Forever Reign

Those who look to him are radiant; their faces are never covered with shame” Ps 34:5

I am in such a good place these days! I give God all the glory! The other day it hit me like a wave how blessed I am, and how grateful I am that God does not let me stay in my pits!!! I am but clay in the potters hand and there is no were else I would rather be. I can’t believe I am getting to do some of the things I am doing. But more than anything, I can truly say I really am learning what it is to delight in the Lord!!! To know Jesus more is the desire of my heart! I look back over these last few years, and am in AWE of all that God has done in me!

As I sat in small group with a dear friend I was humbled by the fact that 2 years ago I didn’t know if we would ever be friends again. I praise God he didn’t let either of use stay where we were. I am amazed at how God has just given me such a peace in this season of singleness I am in. I see it as a blessing and trust that in God’s timing and way when he wants to change it He will! I have faith that my God knows the desires of heart, and loved me enough to die for me and save me, so how much more will He give me an earthly love to bring Him glory!! I haven’t, PRAISE GOD, for awhile, seen marriage as some “goal” I have to attain; It is part of the journey, it isn’t the destination! Glory to God, I finally got that! Praise the Lord, he set me straight, and marriage is no longer the idol it use to be for me for SO long.It is now something I look forward to, but until then and even then God’s love will always be enough; To know Jesus and make Him known is the goal!! I walk by faith daily knowing God has an amazing man for me, and I look forward to the honor of being his wife and raising a family together, but even then…Jesus is what satisfies my heart and soul to the core! When I get all I need from Him, then I am able to love and serve the way I was created to!

==*==

[WHAT IS ASKED]:
**a)** In the devotional post, how would you translate "To know Jesus more is the desire of my heart!" into Spanish?
**b)** Which of the rows that follow contain the word "below"? Pull out every one of them in full.

(Records from a collection)
==*==

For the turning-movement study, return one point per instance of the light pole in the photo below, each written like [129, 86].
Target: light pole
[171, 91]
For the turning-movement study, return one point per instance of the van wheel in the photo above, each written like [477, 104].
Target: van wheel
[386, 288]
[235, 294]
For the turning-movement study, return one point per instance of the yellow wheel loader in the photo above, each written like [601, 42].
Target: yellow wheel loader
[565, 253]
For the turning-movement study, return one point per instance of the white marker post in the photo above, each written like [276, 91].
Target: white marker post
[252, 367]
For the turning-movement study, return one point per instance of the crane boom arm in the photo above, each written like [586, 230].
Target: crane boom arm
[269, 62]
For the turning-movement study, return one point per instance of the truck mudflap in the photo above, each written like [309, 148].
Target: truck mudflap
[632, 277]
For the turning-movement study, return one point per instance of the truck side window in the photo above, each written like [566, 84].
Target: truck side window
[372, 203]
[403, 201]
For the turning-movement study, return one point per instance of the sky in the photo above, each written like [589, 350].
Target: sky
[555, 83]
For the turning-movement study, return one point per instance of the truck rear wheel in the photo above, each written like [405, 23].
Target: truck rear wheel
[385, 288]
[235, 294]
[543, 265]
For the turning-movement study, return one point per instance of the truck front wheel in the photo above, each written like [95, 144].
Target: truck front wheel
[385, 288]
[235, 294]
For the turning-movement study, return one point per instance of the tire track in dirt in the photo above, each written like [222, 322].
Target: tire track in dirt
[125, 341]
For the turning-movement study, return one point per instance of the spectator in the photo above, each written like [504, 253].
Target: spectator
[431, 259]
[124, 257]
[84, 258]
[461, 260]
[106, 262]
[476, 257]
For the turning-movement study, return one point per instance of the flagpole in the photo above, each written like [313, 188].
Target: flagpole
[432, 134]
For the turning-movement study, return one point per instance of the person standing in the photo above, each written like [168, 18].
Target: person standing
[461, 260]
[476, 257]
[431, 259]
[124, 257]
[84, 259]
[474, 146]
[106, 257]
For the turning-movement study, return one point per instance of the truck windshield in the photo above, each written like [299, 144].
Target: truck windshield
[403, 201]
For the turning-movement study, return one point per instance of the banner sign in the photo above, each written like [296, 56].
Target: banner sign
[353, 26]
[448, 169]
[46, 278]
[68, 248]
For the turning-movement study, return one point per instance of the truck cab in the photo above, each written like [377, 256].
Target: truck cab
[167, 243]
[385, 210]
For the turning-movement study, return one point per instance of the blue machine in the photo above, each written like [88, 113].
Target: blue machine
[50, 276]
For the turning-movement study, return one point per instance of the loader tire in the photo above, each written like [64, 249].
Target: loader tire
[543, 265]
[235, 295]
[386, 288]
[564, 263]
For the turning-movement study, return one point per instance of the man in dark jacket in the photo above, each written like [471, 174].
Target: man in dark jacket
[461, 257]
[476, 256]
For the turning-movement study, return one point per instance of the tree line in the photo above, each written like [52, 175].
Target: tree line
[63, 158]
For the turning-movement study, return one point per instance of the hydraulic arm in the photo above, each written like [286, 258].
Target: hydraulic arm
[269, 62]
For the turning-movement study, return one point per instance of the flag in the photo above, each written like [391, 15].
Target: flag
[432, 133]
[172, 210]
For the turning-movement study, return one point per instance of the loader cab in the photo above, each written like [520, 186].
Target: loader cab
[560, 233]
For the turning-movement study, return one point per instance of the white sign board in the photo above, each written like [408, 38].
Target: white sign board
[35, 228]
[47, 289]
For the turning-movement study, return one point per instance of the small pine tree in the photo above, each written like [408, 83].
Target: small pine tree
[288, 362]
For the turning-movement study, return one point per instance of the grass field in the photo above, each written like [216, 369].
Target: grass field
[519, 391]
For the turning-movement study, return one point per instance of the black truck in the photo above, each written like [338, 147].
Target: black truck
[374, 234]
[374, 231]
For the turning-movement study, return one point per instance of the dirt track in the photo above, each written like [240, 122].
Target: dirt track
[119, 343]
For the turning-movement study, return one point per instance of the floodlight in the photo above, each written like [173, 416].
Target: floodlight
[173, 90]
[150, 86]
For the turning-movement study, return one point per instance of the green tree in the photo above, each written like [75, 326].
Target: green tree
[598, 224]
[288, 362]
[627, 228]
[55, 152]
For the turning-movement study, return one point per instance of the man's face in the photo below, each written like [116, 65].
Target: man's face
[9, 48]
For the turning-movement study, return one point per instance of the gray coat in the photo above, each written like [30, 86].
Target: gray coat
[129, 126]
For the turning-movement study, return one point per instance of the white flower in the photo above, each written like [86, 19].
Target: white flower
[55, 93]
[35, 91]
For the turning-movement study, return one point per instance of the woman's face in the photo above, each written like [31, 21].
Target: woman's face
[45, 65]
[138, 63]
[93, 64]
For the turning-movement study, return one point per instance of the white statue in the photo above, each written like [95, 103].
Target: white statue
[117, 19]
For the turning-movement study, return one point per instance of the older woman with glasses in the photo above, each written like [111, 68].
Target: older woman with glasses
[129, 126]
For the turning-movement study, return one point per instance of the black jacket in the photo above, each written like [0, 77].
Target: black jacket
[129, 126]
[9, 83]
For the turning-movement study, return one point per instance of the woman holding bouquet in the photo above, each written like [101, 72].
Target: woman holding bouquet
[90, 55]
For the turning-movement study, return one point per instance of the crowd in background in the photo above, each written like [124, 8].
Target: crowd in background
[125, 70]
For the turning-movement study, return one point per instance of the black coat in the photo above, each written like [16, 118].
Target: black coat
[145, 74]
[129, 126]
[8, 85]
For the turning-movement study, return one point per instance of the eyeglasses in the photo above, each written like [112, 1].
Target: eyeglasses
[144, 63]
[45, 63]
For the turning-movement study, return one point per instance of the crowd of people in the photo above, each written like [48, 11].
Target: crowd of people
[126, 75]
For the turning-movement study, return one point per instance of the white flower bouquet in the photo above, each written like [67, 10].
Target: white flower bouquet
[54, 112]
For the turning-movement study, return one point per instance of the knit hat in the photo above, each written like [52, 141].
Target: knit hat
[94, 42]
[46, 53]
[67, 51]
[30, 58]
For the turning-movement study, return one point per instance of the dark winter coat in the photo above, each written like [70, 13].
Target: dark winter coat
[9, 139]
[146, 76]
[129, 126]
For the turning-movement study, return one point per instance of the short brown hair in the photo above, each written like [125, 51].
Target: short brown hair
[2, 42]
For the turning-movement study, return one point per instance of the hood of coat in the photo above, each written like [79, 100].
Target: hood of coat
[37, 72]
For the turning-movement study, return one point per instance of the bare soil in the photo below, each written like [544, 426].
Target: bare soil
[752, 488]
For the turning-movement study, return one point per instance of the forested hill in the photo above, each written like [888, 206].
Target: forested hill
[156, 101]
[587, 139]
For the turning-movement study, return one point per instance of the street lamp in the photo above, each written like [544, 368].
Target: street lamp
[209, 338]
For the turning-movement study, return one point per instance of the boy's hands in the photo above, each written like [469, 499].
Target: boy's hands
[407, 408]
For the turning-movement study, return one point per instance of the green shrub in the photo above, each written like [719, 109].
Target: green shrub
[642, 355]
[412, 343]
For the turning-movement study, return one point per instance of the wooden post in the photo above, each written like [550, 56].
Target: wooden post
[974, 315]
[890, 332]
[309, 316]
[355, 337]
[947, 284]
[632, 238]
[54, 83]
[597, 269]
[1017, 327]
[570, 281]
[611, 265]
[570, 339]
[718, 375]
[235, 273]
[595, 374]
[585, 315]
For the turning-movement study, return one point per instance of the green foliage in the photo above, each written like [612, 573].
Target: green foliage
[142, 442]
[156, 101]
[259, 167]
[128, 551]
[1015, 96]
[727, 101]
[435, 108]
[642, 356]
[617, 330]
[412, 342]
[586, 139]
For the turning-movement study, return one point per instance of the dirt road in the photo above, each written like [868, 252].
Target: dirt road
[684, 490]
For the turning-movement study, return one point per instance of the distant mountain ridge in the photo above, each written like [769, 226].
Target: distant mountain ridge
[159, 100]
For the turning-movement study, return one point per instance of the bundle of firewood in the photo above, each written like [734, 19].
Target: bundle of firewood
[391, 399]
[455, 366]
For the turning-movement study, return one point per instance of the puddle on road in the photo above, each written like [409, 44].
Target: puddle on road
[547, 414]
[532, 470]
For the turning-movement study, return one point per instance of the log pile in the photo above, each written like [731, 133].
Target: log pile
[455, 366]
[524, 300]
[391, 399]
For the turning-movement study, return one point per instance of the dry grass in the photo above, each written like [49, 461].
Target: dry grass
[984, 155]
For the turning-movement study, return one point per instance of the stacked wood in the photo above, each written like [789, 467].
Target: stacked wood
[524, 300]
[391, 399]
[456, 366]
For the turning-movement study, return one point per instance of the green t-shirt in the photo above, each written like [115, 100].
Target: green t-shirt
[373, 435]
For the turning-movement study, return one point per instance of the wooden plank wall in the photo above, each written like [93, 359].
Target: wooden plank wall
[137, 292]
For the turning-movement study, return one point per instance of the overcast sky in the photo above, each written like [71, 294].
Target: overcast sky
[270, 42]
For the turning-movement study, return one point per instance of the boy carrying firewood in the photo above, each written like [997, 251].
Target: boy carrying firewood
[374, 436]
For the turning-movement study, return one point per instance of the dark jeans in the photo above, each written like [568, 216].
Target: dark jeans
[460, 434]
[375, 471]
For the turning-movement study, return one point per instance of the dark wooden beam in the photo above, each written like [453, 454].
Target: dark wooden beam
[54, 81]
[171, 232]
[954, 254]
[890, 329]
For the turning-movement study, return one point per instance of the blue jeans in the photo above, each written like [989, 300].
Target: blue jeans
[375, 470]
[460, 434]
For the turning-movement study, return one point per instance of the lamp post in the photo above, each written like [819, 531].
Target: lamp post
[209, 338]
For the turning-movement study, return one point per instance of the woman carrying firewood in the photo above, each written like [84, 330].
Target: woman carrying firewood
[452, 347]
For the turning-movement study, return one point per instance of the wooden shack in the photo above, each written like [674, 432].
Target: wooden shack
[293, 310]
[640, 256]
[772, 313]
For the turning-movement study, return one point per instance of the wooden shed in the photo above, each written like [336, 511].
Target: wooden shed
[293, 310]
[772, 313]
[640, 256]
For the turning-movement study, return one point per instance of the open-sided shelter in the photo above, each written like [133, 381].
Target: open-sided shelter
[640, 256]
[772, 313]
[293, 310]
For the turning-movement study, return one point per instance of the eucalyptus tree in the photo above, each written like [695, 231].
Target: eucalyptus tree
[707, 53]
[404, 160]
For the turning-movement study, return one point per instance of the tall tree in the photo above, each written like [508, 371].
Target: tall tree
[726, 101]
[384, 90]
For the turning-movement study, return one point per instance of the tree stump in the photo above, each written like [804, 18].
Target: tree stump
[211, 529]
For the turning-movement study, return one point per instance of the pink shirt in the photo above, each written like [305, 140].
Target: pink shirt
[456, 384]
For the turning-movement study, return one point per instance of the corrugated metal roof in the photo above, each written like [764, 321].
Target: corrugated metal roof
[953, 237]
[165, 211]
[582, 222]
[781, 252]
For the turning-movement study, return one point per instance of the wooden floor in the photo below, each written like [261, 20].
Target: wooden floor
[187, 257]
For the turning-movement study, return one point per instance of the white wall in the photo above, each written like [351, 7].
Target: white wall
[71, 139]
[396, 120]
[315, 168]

==*==

[ANSWERS FOR THE TASKS]:
**a)** ¡Conocer más a Jesús es el deseo de mi corazón!

**b)**
For the turning-movement study, return one point per instance of the light pole in the photo below, each written like [129, 86].
For the turning-movement study, return one point per instance of the man's face in the photo below, each written like [116, 65].
For the turning-movement study, return one point per instance of the bare soil in the photo below, each written like [544, 426].
For the turning-movement study, return one point per instance of the wooden floor in the photo below, each written like [261, 20].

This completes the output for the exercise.